Но из всех индейских практик самое большое внимание ужасающихся европейцев привлекало снятие скальпов, которое продолжалось еще и в девятнадцатом столетии.
Несмотря на ряд нелепых попыток некоторых благодушных ревизионистов утверждать, будто снятие скальпов зародилось в Европе (возможно, среди вестготов, франков или скифов), совершенно понятно: оно практиковалось в Северной Америке задолго до того, как там появились европейцы.
Скальпы играли серьезную роль в североамериканской культуре, так как они использовались в трех различных целях (а возможно, служили всем трем): для "замещения" мертвых людей племени (вспомним, как индейцы всегда беспокоились о тяжелых потерях, понесенных на войне, следовательно, об уменьшении численности народа), чтобы умилостивить духов погибших, а также для смягчения скорби вдов и других родичей.


Французские ветераны Семилетней войны в Северной Америке оставили много письменных воспоминаний об этой страшной форме увечья. Приведем отрывок из записей Пушо:
"Сразу после того, как солдат падал, они подбегали к нему, коленями вставали ему на плечи, в одной руке зажав прядь волос, а в другой - нож. Они начинали отделять кожу от головы и отрывать ее одним куском. Это они делали очень быстро, а затем, демонстрируя скальп, издавали крик, который называли "кличем смерти".
Приведем и ценный рассказ очевидца-француза, который известен только по своим инициалам - Ж.К.Б.: "Дикарь немедленно схватил свой нож и быстро сделал надрезы вокруг волос, начиная с верхней части лба и заканчивая затылком на уровне шеи. Затем он встал ногой на плечо своей жертвы, лежащей лицом вниз, и двумя руками стащил скальп за волосы, начиная с затылка и перемещаясь вперед...
После того как дикарь снимал скальп, если он не боялся, что его начнут преследовать, он вставал и начинал соскребать с него кровь и плоть, оставшиеся там.
Затем он делал обруч из зеленых ветвей, натягивал на него скальп, словно на тамбурин, и какое-то время ждал, чтобы он подсох на солнце. Кожу красили в красный цвет, волосы собирали в узел.
Затем скальп прикрепляли к длинному шесту и триумфально несли на плече в деревню или в то место, которое выбиралось для него. Но при приближении к каждому месту на своем пути он издавал столько криков, сколько у него было скальпов, извещая о своем прибытии и демонстрируя свою отвагу.
Иногда на одном шесте могло оказаться до пятнадцати скальпов. Если их было слишком много для одного шеста, то индейцы украшали скальпами несколько шестов".

Невозможно ничем приуменьшить значение жестокости и варварства североамериканских индейцев. Но их действия следует рассматривать и в рамках контекста их воинственных культур и анимистических религий, и в рамках более крупной картины общей жестокости жизни в восемнадцатом столетии.
Жители городов и интеллектуалы, которые испытывали благоговейный ужас от каннибализма, пыток, человеческих жертвоприношений и снятия скальпов, с удовольствием посещали публичные казни. А при них (до введения гильотины) приговоренные к казни мужчины и женщины умирали мучительной смертью в течение получаса.
###
Перепишите без изменений часть отрывка о снятии скальпов начиная со слов «Приведем и ценный» и заканчивая словами «и перемещаясь вперед...».

[Строки набора данных]
###
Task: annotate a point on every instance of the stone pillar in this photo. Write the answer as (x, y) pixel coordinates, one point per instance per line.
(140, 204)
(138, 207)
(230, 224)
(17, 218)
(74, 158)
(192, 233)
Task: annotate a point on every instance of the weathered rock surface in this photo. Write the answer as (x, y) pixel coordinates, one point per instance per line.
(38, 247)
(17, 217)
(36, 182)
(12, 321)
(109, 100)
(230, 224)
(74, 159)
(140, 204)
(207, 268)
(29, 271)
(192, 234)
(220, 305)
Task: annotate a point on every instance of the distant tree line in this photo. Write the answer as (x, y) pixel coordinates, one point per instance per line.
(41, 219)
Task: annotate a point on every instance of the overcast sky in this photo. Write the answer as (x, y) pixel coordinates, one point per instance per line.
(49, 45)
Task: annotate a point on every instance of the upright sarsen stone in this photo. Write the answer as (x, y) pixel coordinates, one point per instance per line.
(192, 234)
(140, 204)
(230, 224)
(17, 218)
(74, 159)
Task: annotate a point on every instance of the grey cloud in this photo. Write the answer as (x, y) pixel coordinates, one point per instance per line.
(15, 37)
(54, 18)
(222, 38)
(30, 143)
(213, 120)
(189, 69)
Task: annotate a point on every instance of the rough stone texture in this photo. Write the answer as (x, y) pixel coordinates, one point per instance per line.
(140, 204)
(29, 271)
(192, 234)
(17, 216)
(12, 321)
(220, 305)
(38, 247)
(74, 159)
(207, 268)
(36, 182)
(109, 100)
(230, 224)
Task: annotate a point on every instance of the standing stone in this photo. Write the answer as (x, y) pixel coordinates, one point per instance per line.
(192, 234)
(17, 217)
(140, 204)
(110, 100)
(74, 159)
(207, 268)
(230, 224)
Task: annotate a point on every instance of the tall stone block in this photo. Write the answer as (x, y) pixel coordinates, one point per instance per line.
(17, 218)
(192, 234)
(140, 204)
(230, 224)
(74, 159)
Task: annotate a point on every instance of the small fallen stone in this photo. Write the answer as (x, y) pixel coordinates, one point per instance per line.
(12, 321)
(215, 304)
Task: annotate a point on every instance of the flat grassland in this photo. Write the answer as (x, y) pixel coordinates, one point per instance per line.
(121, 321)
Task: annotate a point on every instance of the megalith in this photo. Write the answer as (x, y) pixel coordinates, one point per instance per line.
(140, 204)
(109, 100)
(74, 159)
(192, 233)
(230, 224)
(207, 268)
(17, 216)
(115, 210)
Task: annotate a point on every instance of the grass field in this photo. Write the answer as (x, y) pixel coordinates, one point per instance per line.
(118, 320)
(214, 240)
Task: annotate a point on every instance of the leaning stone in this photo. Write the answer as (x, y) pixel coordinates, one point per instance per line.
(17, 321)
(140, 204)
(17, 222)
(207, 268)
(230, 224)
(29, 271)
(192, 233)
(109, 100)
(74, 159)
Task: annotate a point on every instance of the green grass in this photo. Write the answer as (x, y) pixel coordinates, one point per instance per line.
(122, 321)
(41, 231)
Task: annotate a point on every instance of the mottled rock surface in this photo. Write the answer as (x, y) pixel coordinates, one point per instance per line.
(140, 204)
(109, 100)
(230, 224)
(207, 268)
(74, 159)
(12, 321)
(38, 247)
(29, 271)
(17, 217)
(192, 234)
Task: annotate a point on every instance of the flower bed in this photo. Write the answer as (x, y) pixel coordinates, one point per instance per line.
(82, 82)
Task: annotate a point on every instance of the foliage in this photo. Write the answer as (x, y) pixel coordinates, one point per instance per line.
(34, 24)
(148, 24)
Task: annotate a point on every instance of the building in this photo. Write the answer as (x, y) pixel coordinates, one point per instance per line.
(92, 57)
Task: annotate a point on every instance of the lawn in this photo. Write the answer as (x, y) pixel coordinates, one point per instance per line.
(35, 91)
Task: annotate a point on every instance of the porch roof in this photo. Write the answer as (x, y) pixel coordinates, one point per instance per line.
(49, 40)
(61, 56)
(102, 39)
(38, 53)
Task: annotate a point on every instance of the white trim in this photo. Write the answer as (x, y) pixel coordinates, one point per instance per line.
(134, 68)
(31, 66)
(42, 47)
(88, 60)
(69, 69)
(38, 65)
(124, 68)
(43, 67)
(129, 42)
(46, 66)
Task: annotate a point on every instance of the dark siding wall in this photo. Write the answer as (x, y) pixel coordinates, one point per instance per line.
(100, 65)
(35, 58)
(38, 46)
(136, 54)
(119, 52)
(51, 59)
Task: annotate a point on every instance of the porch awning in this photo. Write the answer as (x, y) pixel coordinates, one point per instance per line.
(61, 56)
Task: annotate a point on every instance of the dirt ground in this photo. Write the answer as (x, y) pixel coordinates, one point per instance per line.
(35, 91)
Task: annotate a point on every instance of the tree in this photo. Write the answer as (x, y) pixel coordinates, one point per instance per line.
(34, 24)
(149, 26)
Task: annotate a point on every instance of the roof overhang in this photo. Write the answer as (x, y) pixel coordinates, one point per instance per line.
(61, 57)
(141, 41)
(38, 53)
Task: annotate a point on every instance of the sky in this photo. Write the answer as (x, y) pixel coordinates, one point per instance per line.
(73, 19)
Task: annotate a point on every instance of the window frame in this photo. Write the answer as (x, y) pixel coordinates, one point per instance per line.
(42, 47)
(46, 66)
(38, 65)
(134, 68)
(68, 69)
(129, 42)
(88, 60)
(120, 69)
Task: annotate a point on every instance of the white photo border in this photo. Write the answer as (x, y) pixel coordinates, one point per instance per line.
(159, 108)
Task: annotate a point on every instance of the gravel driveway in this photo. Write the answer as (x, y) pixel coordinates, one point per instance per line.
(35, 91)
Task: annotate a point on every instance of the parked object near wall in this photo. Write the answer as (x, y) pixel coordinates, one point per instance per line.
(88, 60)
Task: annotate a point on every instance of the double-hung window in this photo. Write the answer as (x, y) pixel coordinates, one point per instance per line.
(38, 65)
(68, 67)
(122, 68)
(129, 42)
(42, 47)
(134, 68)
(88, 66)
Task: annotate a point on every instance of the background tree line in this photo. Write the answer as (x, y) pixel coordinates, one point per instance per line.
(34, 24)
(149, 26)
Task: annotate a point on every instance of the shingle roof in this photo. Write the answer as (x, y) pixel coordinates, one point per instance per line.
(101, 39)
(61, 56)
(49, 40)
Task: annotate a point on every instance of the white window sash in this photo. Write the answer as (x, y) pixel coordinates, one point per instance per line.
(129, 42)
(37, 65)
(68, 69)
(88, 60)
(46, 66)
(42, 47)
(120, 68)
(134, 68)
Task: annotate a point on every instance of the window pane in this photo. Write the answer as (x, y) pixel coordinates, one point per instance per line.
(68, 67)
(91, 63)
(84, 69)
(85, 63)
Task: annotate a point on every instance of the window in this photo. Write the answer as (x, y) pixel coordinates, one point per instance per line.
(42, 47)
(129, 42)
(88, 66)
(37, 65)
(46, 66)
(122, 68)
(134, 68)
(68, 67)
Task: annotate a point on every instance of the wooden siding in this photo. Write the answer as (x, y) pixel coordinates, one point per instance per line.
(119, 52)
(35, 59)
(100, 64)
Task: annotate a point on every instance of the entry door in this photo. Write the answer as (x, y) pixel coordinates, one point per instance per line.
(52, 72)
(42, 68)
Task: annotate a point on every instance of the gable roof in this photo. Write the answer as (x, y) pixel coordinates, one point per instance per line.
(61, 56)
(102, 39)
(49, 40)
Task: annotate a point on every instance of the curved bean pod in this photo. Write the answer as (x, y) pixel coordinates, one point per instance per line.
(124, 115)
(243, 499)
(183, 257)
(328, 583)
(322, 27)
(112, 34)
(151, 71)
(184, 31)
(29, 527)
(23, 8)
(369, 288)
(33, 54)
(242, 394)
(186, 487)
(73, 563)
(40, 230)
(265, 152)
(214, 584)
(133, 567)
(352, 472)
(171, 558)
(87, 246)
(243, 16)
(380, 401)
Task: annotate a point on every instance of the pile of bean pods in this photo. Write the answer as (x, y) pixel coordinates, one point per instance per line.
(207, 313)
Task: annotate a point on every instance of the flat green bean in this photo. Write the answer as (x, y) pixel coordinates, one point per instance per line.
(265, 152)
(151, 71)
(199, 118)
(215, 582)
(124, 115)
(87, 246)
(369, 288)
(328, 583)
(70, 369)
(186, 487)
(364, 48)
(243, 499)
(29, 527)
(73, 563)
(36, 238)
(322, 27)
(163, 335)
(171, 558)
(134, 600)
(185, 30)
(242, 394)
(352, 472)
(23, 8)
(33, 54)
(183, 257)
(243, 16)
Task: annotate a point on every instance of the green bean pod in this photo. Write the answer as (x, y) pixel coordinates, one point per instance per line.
###
[Решение задания]
Приведем и ценный рассказ очевидца-француза, который известен только по своим инициалам - Ж.К.Б.: "Дикарь немедленно схватил свой нож и быстро сделал надрезы вокруг волос, начиная с верхней части лба и заканчивая затылком на уровне шеи. Затем он встал ногой на плечо своей жертвы, лежащей лицом вниз, и двумя руками стащил скальп за волосы, начиная с затылка и перемещаясь вперед...